* _WHAT THIS EXERCISE ASKS_
1) In the agent documentation, what result do unknown check types return?
2) Carry the agent documentation forward from its final line.

* _EXTRACT_
Start of Block

User actions dispatched by server: enable/disable accounts, expire/un-expire password, create accounts, reset passwords. Executed via PowerShell on Windows, shell commands on Linux/macOS. Results reported as UserActionResult.


Checks

agent/src/checks.rs — server-defined check configurations (CheckPayload) executed on demand or on schedule.

Check type Implementation
cpu sysinfo global CPU usage; value returned, threshold evaluated server-side
memory sysinfo total/used memory; percentage computed
disk sysinfo disks; usage percentage
ping tokio::process::Command calls platform ping binary
port TcpStream::connect with timeout
script Arbitrary shell/script command; stdout/stderr/exit code captured
service Win: sc.exe query; Linux: systemctl is-active; reports running/stopped

CPU, memory, and disk checks wrap blocking sysinfo calls in spawn_blocking. Unknown check types return status failing with an error message (no silent no-op).


Self-Update

agent/src/updater/mod.rs.

Flow:

  1. Server sends UpdatePayload (version, download URL, SHA-256 checksum).
  2. Agent downloads the binary via HTTPS (300s timeout).

End of Block

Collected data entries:
Start of Block

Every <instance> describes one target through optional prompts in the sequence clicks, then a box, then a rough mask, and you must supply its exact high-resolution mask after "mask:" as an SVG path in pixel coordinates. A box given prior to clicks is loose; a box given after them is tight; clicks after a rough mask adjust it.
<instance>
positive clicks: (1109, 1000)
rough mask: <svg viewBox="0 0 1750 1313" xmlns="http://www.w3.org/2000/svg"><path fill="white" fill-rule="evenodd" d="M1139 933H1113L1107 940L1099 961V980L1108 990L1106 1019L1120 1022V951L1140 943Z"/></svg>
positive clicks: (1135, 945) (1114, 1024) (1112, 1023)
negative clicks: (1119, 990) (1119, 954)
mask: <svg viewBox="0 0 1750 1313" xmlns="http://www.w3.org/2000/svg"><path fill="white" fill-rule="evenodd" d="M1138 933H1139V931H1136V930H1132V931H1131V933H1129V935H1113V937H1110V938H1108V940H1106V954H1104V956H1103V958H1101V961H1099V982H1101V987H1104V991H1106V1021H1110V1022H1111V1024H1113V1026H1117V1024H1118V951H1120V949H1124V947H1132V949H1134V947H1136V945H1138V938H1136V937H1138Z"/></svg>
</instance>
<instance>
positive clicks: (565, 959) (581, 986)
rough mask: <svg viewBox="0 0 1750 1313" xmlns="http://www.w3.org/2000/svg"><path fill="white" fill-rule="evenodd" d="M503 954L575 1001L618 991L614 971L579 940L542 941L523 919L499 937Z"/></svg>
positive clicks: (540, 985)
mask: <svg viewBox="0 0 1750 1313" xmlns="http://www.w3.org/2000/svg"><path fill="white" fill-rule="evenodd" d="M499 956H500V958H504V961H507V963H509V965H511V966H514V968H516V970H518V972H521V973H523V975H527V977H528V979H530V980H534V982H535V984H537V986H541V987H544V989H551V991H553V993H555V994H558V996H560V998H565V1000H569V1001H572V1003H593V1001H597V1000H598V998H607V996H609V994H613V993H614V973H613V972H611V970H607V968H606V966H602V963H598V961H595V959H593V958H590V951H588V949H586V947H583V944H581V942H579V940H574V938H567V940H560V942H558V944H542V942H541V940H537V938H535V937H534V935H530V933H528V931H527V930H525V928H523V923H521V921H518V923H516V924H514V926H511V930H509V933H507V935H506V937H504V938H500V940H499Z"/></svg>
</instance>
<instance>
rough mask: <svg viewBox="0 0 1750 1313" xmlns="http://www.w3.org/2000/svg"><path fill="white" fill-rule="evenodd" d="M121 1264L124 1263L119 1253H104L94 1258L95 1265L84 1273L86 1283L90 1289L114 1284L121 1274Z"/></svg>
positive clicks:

End of Block

* _ANSWERS BELOW_
1) They return a failing status with an error message.

2)
  3. SHA-256 checksum verified before touching the live binary.
  4. Current binary copied to backup path (gururmm-agent.backup in config dir).
  5. New binary atomically replaces current (via temp write + rename).
  6. Agent restarts itself.
  7. On reconnect, agent reports UpdateResult with outcome. If the agent fails to reconnect within ~180s rollback window, the backup binary is restored and the service restarts again.

Windows: backup path C:\ProgramData\GuruRMM\gururmm-agent.backup (or GuruRMM-Debug\ in debug builds). On restart, uses a detached child process that waits for parent exit before swapping.

Linux/macOS: backup at /etc/gururmm/gururmm-agent.backup.

Update channels: stable / beta / null (inherits default stable). Agent reports previous_version and pending_update_id in its next Auth payload so the server can correlate the update result. New builds are tagged beta by default; promotion to stable is a deliberate re-tag of the .channel sidecar file on the server's downloads directory.


Watchdog (Windows Only)

agent/src/watchdog/ — a second, separate Windows SCM service (GuruRMMWatchdog) that runs from the same binary via gururmm-agent watchdog.

Responsibilities:

  1. Polls SCM every 30s for GuruRMMAgent. On unexpected stop: restart with backoff 30s / 60s / 120s. After 3 failed attempts, POSTs a watchdog alert to the server and continues monitoring.
  2. Serves a named-pipe IPC channel so the main agent can request a clean service restart without racing against its own SCM stop signal.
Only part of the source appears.